TEXT EXCERPT →

Segment Open

Veggie Gardening 101

Veggie Gardening 101

Ever wonder how to start a garden?  Here are the basic tips to veggie gardening success.


 Sun and Soil

Picking the correct location to garden is probably the most important step in ensuring a successful harvest.

A vegetable garden should get six to eight hours of sunlight each day and have good drainage.  If you have clay soil, it won’t drain well. You can amend the soil by tilling in organic matter such as compost.

No matter your soil type, working compost or fertilizer in before planting will provide your vegetables the nutrients they need. It is important to wait until the soil is dry before tilling and planting to avoid changing the soil structure.

Right plant

Choosing what to grow is the next step.  A lot of people pick vegetables that they think look "cool" or interesting.  Before you purchase a seed packet or starter plant, make sure it is a vegetable that your family enjoys eating.  Better yet, find a few recipes (before or after purchasing the veggie) to best utilize your harvest.  Most vegetables come in dozens, if not hundreds of varieties.  Make sure to choose the one that suits your needs.  If you prefer to have a tomato for slicing, choose a Beefsteak or Mortgage Lifter (among thousands of other great slicing tomatoes).  If you prefer a quick snack, try the Sun Sugar or Sweet 100 varieties of cherry tomatoes.  Make sure to set your goals (like salsa canning or pickling) to help narrow down your options.  Or an easy goal of a simple weeknight dinner from the garden.  Take squash, tomatoes, onions, and peppers from the garden.  Add some protein and a grain for a perfect, balanced meal that you can feel good about eating!

At Culver's, we make sure to pick plants that perform well in Iowa's climate.  The internet can be a tempting place for exotic varieties, just make sure the growing conditions needed match those that you have in your garden.

Spacing

Once you know what you’re planting, you’ll want to know how much room you 'll need. Small seedlings can be deceiving — research how big the mature plant will be so you don’t overcrowd your garden.

You also want to be mindful of the way the sun will hit your plants.  Avoid planting a tomato that will reach five feet right next to a sun-loving pepper. Put taller plants on the garden’s north side or wherever they won’t block the sun from shorter plants.

If you are short on space, try vertical gardening — growing cucumbers or squash on a trellis or fence will save room. Shade loving plants like lettuce and spinach can go under the trellis to optimize space even more.

Segment Closed

Stored data entries:
Segment Open

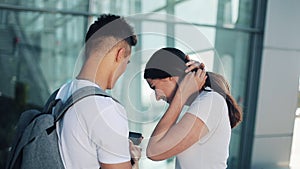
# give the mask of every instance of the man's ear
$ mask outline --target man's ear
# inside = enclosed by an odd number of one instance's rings
[[[116,56],[116,62],[122,61],[126,57],[126,49],[125,48],[119,48],[117,50],[117,56]]]

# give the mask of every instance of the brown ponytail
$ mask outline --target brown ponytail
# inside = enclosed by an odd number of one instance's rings
[[[222,95],[226,100],[231,128],[236,127],[242,121],[242,110],[230,94],[229,83],[220,74],[213,72],[207,73],[211,83],[211,88]]]

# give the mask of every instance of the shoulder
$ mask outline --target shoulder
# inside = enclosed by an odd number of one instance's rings
[[[192,104],[198,103],[226,104],[224,97],[215,91],[202,91]]]

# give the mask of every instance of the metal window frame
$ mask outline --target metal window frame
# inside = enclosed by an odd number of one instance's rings
[[[265,16],[267,0],[256,0],[254,2],[253,27],[262,30],[252,34],[250,42],[250,57],[248,69],[248,82],[246,86],[246,100],[244,109],[244,121],[242,125],[242,136],[239,151],[238,168],[251,169],[252,149],[255,131],[256,109],[259,91],[259,80],[261,72],[263,38],[265,27]]]

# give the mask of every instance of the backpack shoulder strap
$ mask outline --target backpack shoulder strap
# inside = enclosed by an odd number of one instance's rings
[[[118,100],[113,98],[110,94],[106,93],[102,89],[95,87],[95,86],[86,86],[83,88],[78,89],[75,91],[65,103],[63,103],[61,106],[57,106],[59,109],[58,111],[54,112],[55,116],[55,122],[59,121],[65,114],[65,112],[73,106],[76,102],[79,100],[88,97],[88,96],[93,96],[93,95],[98,95],[98,96],[104,96],[104,97],[110,97],[117,103],[120,103]]]

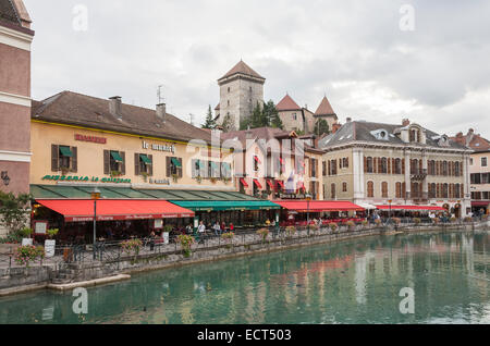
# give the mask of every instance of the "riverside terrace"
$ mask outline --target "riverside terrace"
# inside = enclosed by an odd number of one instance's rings
[[[243,233],[232,238],[222,236],[197,238],[197,242],[192,244],[188,250],[176,243],[166,245],[148,238],[142,239],[142,246],[133,252],[124,251],[121,243],[102,243],[95,248],[95,251],[90,246],[59,246],[54,257],[33,262],[29,268],[15,262],[14,246],[3,245],[0,246],[0,296],[46,287],[70,289],[76,286],[98,285],[130,279],[127,275],[121,275],[122,273],[159,270],[186,263],[365,236],[391,235],[402,232],[488,231],[489,222],[465,220],[444,224],[418,222],[403,225],[385,223],[351,226],[345,224],[338,228],[323,226],[294,230],[292,232],[286,227],[266,234]]]

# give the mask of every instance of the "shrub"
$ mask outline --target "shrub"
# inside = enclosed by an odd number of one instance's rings
[[[295,226],[287,226],[285,228],[286,235],[289,237],[293,236],[294,234],[296,234],[296,227]]]
[[[262,242],[266,242],[267,237],[269,236],[269,230],[268,228],[260,228],[257,231],[257,234],[262,237]]]
[[[35,261],[36,259],[42,260],[45,258],[45,248],[42,246],[21,246],[17,248],[15,254],[15,262],[19,264],[25,265],[26,268],[29,267],[29,263],[32,261]]]
[[[48,237],[50,238],[50,239],[52,239],[53,237],[56,237],[57,236],[57,234],[60,232],[60,230],[59,228],[51,228],[51,230],[48,230]]]
[[[139,255],[139,249],[142,248],[143,243],[139,239],[131,239],[121,243],[121,248],[123,252],[128,255],[134,254],[134,256]]]

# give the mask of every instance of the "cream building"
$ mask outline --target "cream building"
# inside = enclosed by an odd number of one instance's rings
[[[326,199],[470,211],[471,150],[418,124],[347,122],[320,140]]]

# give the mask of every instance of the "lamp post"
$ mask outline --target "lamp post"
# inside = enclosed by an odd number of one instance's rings
[[[93,245],[93,251],[94,251],[94,260],[96,260],[96,246],[97,246],[97,199],[100,198],[100,190],[95,187],[94,190],[90,194],[90,198],[94,200],[94,245]]]
[[[390,220],[390,221],[391,221],[391,202],[392,201],[393,201],[392,199],[388,200],[388,203],[390,205],[390,213],[388,214],[388,220]]]
[[[311,195],[306,195],[306,208],[307,208],[306,223],[308,225],[308,236],[309,236],[309,201],[310,200],[311,200]]]

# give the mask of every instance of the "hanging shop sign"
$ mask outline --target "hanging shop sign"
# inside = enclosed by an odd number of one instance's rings
[[[145,140],[143,140],[143,149],[151,149],[155,151],[164,151],[164,152],[172,152],[175,153],[175,146],[174,145],[159,145],[159,144],[149,144]]]
[[[51,182],[72,182],[72,183],[112,183],[112,184],[131,184],[131,180],[124,180],[119,177],[102,177],[97,176],[76,176],[76,175],[45,175],[44,181]]]
[[[154,180],[149,178],[148,182],[155,185],[170,185],[170,180]]]
[[[85,136],[85,135],[79,135],[79,134],[75,134],[75,140],[90,141],[90,143],[97,143],[97,144],[107,144],[107,138],[96,137],[96,136]]]

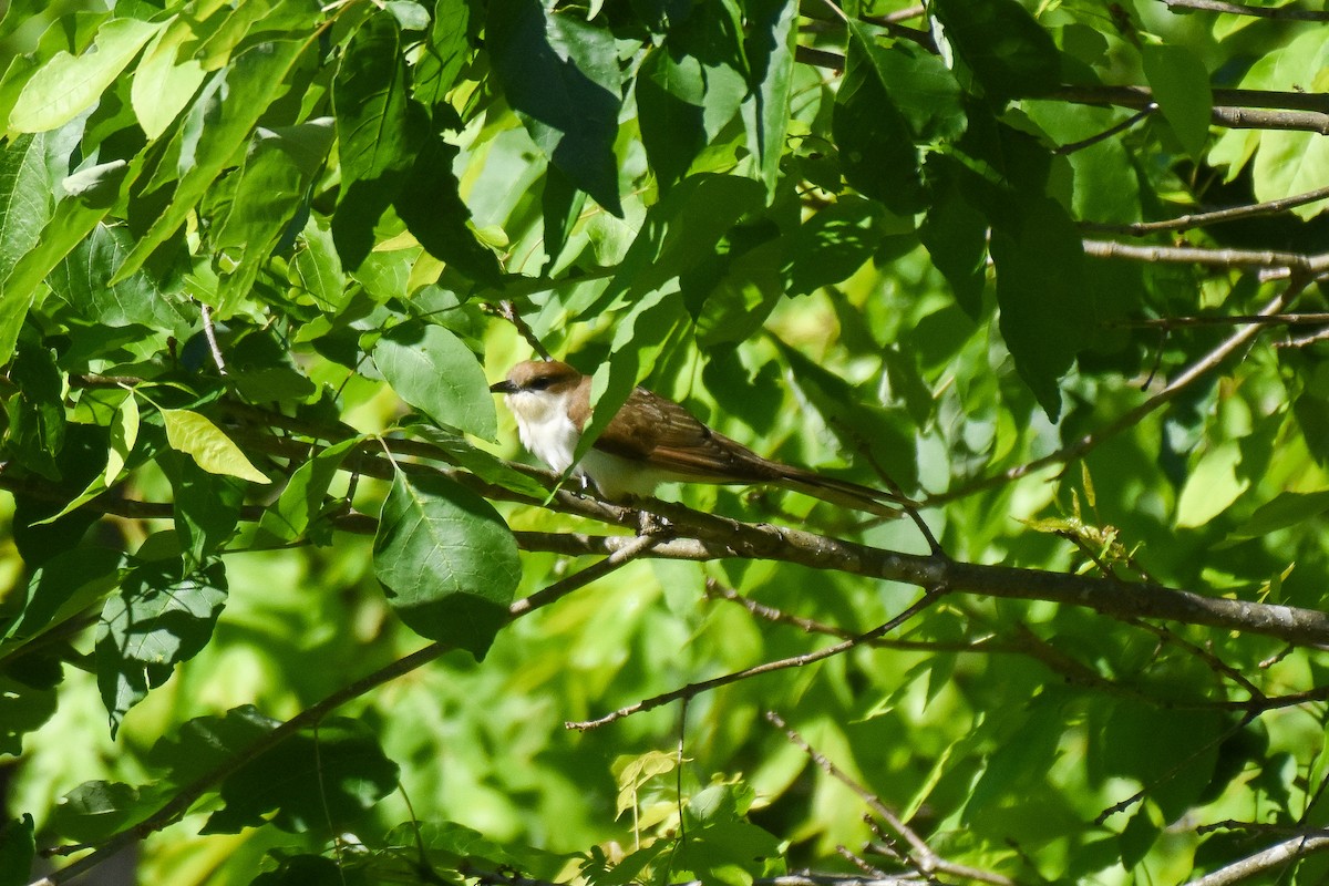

Segment Closed

TASK ITEM A → Reproduce the stretch of the gardening guide above from "You also want" through "sun from shorter plants.".
TASK ITEM B → According to the gardening guide, why should the soil be dry before tilling and planting? Answer in one to three sentences.
TASK ITEM C →
Decide whether each statement below agrees with the gardening guide. Answer yes or no for each, and quote the words of the guide that settle it.
(i) A vegetable garden should receive six to eight hours of sunlight each day.
(ii) Clay soil drains well.
(iii) Lettuce and spinach are described as sun-loving plants.

YOUR SOLUTION A →
You also want to be mindful of the way the sun will hit your plants.  Avoid planting a tomato that will reach five feet right next to a sun-loving pepper. Put taller plants on the garden’s north side or wherever they won’t block the sun from shorter plants.

YOUR SOLUTION B → The soil should be dry before tilling and planting to avoid changing the soil structure.

YOUR SOLUTION C →
(i) Yes: "A vegetable garden should get six to eight hours of sunlight each day"
(ii) No: "If you have clay soil, it won’t drain well."
(iii) No: "Shade loving plants like lettuce and spinach can go under the trellis"